Stimulus Package Gives Market "Oomph!"

Stocks are set to open much higher this morning on the news that Washington may have gotten its act together to put together an economic stimulus package. The number being bandied about is $100 million to $150 million. Importantly, as the Wall Street Journal tells us …

The administration also signaled it would accept a stimulus bill that didn't include an extension of Mr. Bush's tax cuts -- a centerpiece of his economic agenda -- removing a potential hurdle to bipartisan support for the legislation.

Why is this important? As economist Paul Krugman detailed on his blog on Tuesday …

If this Times report is at all right, Republicans will hold any attempt to help the economy now hostage to yet another try at making the Bush tax cuts permanent.

But apparently the last few days of red-ink market action have overwhelmed Republican intransigence.

The Democrats also gave something, as the Wall Street Journal tells us …

Congressional Democrats, meanwhile, are suggesting they would be willing to suspend their budget rules and agree to tax breaks without first finding ways to pay for them. They also indicated willingness to add some incentives for business, usually a key Republican demand in economic-stimulus efforts

So what will the stimulus package look like? Again, from the Wall Street Journal …

The stimulus package could end up resembling the 2001 stimulus plan, which was widely regarded as well-timed and effective in keeping that year's recession mild. In that package, which Mr. Bush supported, married couples got as much as $600 in tax rebates and single tax filers as much as $300. The rebates were based on the new 10% bottom tax bracket that the 2001 legislation created. The lowest bracket previously had been 15%.

#### Work to complete
1: Answer these questions using the text on the stimulus package:
(a) What kind of stimulus bill did the administration signal it would accept?
(b) What did Congressional Democrats suggest they would be willing to suspend?
(c) Under the 2001 stimulus plan, how much could married couples get in tax rebates?
2: Copy the text on the stimulus package word for word, from "The administration also" up to and including "overwhelmed Republican intransigence.".

Stored records
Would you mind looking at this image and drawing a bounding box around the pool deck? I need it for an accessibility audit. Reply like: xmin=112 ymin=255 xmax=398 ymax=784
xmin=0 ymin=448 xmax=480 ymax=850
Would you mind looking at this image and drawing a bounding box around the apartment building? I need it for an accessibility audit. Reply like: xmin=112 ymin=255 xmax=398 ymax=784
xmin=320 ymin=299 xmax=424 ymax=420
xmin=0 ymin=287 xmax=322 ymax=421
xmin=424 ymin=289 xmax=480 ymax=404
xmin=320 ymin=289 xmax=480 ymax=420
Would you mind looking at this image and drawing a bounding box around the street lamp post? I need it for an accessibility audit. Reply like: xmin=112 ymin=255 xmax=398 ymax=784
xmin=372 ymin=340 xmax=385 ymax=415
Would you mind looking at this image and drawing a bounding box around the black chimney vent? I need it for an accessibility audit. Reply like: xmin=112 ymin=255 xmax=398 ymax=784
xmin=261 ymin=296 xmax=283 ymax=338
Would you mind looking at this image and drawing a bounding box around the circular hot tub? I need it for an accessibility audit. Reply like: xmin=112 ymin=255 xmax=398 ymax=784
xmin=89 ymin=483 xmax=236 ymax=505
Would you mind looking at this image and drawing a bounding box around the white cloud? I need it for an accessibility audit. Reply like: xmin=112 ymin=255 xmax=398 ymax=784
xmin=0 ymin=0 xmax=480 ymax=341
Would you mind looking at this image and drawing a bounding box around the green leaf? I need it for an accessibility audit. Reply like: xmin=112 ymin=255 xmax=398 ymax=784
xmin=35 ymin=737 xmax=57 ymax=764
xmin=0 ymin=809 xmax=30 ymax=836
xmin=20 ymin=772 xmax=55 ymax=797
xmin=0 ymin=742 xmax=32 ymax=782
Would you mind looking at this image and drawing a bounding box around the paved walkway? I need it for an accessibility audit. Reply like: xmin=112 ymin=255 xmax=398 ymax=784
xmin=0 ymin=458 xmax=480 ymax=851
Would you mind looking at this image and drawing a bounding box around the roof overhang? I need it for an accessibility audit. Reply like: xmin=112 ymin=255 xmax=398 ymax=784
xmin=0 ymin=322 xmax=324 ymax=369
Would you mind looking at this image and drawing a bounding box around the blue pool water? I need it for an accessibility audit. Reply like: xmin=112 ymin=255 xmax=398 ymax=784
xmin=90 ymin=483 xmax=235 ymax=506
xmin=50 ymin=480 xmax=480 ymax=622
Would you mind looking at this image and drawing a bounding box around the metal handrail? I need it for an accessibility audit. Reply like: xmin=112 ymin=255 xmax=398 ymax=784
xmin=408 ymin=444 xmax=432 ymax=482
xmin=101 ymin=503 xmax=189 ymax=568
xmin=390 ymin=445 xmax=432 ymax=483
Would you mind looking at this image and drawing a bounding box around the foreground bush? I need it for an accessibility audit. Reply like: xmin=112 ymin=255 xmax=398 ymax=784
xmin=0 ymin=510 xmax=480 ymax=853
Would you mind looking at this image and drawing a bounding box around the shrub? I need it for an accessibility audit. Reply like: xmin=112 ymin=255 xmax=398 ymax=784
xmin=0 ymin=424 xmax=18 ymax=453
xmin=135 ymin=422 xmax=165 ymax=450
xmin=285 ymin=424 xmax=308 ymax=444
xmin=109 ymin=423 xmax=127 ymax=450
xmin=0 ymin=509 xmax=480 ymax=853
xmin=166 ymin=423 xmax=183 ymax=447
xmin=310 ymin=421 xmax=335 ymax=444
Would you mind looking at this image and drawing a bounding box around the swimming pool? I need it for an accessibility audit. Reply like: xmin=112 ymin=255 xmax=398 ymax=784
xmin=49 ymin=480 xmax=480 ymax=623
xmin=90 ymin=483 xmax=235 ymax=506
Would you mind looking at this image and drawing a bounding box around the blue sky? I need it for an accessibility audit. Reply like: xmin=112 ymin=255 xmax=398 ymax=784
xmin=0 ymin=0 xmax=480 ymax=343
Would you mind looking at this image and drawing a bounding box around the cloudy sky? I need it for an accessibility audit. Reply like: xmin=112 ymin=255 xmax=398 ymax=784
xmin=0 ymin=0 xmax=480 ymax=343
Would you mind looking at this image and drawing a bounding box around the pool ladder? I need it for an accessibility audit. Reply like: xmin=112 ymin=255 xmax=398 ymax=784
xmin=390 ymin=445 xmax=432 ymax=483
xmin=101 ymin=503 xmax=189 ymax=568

#### Response list
1:
(a) A stimulus bill that didn't include an extension of Mr. Bush's tax cuts.
(b) Their budget rules.
(c) As much as $600.

2:
The administration also signaled it would accept a stimulus bill that didn't include an extension of Mr. Bush's tax cuts -- a centerpiece of his economic agenda -- removing a potential hurdle to bipartisan support for the legislation.

Why is this important? As economist Paul Krugman detailed on his blog on Tuesday …

If this Times report is at all right, Republicans will hold any attempt to help the economy now hostage to yet another try at making the Bush tax cuts permanent.

But apparently the last few days of red-ink market action have overwhelmed Republican intransigence.